• Natural language region descriptions:
Content starts

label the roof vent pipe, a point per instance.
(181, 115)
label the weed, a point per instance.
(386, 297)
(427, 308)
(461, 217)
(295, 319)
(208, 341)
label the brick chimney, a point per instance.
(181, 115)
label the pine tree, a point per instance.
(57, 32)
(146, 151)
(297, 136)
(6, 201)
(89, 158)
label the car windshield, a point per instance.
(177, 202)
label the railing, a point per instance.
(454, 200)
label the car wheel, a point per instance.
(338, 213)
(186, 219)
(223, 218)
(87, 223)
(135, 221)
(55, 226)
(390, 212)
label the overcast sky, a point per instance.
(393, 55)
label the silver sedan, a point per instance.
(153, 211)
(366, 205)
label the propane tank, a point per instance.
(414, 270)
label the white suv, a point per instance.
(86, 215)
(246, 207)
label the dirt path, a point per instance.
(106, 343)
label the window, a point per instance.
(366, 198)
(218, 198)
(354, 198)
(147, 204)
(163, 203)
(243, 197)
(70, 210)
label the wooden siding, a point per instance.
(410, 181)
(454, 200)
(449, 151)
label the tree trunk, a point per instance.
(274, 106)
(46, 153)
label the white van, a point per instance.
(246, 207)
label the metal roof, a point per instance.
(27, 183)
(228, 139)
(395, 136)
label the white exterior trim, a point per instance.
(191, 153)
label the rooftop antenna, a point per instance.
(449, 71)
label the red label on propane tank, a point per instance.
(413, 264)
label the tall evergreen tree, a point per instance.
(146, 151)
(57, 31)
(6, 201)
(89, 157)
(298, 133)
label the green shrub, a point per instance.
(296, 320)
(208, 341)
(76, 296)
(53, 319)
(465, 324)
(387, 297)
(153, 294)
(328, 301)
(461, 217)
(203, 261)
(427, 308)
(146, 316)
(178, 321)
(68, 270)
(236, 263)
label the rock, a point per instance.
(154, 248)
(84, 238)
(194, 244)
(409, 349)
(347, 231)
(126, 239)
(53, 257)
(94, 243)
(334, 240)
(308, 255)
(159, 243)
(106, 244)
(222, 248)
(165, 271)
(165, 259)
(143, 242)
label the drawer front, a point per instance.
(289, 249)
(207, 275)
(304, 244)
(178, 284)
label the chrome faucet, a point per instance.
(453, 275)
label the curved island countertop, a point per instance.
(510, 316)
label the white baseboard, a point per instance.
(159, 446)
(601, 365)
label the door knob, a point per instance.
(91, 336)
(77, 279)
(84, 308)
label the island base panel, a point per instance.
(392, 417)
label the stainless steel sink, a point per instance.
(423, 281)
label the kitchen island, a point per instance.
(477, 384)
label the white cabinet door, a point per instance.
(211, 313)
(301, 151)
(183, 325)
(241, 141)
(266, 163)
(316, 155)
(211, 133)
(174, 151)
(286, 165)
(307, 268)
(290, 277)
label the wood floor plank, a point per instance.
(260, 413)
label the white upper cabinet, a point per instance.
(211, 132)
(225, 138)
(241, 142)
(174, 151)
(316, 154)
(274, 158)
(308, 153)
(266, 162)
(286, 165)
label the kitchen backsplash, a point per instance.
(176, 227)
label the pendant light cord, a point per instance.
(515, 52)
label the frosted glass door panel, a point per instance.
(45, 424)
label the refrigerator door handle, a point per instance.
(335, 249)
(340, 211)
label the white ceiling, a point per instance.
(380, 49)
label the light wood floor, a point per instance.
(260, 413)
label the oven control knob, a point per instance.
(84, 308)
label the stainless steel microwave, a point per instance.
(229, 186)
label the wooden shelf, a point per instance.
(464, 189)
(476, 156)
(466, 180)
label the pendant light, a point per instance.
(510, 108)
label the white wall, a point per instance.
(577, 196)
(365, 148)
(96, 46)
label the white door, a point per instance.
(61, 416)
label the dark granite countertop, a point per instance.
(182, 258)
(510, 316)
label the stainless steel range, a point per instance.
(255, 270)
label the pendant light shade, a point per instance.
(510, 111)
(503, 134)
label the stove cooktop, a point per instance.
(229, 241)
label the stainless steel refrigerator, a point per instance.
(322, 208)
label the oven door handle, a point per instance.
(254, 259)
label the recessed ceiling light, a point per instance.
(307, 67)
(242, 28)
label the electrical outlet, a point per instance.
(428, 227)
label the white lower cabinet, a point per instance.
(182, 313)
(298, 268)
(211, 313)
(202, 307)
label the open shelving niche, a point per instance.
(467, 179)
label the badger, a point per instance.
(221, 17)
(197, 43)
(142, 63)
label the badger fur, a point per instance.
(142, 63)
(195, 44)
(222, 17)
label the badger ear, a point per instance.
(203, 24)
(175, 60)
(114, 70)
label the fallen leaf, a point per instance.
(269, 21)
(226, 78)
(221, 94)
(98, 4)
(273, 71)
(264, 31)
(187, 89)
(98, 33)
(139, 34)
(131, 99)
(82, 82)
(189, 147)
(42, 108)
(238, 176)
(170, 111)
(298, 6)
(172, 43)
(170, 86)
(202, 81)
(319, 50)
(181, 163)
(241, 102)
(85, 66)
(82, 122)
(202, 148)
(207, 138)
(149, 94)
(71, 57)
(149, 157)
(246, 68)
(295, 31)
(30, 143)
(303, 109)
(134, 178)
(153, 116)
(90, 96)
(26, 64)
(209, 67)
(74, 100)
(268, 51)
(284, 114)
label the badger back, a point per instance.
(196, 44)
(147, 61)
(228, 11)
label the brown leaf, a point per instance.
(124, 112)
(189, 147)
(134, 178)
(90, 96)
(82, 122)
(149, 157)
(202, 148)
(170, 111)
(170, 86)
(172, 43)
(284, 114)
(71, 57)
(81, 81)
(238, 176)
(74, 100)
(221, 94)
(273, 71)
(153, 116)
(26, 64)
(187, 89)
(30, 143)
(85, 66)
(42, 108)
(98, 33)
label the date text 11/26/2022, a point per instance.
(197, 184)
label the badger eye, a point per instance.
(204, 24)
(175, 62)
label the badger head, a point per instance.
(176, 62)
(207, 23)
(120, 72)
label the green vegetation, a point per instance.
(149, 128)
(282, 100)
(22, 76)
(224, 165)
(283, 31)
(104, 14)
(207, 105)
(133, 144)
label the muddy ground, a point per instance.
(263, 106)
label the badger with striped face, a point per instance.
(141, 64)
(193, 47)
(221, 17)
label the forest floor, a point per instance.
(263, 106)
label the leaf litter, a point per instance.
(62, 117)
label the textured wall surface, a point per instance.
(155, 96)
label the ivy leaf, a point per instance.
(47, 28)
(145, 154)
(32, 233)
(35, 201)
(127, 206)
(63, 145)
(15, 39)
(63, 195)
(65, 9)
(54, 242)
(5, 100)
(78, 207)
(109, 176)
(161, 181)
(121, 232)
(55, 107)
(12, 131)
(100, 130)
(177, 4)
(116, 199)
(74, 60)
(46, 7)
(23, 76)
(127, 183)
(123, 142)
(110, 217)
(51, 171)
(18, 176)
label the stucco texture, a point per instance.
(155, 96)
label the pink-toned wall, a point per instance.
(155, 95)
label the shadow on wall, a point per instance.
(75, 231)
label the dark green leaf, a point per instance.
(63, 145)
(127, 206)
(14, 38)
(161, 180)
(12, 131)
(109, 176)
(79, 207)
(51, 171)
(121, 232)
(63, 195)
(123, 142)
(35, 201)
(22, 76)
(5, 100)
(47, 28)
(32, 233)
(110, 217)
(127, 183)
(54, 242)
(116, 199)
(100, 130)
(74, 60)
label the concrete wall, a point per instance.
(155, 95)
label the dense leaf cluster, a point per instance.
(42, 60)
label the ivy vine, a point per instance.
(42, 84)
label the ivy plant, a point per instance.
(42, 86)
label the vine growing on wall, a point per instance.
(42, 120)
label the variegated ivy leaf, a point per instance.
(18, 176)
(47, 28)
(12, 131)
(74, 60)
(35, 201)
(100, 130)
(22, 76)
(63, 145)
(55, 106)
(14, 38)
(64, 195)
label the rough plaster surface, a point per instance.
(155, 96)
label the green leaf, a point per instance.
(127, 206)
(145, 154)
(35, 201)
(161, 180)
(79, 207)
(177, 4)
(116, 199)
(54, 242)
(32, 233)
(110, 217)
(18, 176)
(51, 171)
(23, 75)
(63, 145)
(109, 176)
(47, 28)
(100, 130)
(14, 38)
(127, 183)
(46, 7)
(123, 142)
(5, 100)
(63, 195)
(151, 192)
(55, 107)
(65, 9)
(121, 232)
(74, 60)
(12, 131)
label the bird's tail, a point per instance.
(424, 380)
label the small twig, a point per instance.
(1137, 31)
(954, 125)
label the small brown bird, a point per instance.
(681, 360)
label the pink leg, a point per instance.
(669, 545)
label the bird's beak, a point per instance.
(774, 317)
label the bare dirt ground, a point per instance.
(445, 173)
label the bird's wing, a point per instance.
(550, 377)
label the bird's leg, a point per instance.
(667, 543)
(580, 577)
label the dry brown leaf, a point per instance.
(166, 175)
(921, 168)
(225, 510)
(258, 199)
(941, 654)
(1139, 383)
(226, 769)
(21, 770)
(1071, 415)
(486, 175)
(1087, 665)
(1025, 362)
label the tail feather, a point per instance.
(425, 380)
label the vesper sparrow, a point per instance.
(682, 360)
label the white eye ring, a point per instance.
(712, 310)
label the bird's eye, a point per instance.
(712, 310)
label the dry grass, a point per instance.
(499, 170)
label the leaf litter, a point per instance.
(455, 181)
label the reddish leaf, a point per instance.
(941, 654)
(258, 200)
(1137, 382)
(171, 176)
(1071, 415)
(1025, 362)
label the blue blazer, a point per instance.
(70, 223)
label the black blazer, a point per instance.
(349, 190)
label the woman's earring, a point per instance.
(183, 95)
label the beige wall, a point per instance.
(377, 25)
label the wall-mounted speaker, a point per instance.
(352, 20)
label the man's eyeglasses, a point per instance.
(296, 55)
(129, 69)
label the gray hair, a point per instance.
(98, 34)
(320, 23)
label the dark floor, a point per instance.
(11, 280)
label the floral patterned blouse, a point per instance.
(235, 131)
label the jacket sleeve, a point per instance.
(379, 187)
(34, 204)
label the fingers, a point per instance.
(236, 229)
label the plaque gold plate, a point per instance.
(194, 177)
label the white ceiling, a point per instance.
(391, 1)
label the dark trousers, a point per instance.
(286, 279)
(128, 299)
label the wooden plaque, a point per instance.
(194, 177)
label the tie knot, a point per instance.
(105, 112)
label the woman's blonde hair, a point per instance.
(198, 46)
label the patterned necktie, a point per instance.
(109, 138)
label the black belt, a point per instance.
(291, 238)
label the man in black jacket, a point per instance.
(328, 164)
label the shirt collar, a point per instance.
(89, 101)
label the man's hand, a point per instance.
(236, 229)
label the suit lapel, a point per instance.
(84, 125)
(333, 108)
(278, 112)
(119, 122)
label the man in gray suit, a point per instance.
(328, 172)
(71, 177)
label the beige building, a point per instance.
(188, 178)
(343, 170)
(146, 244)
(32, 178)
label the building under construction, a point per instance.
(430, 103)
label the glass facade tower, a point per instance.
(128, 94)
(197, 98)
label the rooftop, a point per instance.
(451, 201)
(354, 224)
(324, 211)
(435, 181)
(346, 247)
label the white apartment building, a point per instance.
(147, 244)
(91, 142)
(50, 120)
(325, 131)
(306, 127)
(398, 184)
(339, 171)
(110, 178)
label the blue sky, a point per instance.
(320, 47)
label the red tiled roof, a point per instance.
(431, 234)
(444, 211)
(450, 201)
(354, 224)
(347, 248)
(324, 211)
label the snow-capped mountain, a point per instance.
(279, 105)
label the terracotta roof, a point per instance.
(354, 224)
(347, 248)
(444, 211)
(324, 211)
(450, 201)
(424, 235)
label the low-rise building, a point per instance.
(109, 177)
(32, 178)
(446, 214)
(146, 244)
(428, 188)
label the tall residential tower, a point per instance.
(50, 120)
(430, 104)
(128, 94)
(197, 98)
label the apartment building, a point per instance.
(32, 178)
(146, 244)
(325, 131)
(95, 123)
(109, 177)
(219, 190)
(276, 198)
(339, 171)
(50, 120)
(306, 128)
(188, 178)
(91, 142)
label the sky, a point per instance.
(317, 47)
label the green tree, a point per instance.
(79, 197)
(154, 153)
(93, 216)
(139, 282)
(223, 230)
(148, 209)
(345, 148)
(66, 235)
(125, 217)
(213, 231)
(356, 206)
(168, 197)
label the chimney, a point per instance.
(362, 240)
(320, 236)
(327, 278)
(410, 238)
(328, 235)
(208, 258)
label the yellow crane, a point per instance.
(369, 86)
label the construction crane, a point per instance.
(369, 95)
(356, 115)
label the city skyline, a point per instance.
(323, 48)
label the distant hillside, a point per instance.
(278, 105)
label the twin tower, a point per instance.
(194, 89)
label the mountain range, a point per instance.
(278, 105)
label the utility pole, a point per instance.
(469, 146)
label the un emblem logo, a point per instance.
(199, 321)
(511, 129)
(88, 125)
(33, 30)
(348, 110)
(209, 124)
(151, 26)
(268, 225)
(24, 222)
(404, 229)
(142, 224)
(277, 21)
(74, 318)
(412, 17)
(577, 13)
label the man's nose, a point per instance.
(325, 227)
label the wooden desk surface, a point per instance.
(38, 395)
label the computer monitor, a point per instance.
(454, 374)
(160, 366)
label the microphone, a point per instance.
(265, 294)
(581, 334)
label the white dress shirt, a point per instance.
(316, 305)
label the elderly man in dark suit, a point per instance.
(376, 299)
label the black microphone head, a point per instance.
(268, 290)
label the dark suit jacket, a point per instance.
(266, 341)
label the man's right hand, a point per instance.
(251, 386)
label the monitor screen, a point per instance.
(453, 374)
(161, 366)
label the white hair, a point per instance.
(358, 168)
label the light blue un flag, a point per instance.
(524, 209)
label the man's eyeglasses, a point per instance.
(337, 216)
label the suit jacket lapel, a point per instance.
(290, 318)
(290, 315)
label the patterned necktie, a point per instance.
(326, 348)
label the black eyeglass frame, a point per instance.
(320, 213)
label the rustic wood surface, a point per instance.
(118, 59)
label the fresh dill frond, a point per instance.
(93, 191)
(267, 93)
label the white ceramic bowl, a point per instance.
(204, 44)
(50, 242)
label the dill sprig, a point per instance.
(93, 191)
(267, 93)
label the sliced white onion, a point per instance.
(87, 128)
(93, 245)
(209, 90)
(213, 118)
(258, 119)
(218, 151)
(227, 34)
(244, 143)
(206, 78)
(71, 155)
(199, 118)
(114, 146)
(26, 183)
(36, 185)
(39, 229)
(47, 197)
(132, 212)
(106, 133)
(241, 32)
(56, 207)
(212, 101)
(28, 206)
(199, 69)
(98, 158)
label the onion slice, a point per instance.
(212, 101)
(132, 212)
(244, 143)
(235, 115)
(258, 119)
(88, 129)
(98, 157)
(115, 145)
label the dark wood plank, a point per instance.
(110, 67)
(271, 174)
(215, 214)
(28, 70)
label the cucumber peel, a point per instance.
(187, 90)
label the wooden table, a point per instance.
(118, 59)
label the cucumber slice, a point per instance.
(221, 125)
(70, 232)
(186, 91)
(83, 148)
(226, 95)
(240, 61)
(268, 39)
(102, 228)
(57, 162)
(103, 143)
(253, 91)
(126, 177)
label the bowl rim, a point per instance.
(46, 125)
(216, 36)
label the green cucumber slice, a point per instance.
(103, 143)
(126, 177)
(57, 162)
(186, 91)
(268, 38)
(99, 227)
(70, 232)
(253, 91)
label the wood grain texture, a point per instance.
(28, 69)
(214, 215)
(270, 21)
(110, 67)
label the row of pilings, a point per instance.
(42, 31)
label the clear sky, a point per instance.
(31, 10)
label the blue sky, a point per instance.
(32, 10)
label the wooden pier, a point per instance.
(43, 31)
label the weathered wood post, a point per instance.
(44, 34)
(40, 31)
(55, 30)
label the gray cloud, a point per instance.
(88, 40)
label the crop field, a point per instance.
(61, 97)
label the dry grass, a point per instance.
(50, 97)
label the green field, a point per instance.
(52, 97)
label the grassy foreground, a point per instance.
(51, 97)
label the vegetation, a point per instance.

Content ends

• Work item: The span to give again runs from the line with "label the gray cloud, a point per instance." through the last line of the records above; reproduce it exactly and nothing more.

• Written solution:
label the gray cloud, a point per instance.
(88, 40)
label the crop field, a point per instance.
(61, 97)
label the dry grass, a point per instance.
(50, 97)
label the green field, a point per instance.
(52, 97)
label the grassy foreground, a point per instance.
(51, 97)
label the vegetation, a point per instance.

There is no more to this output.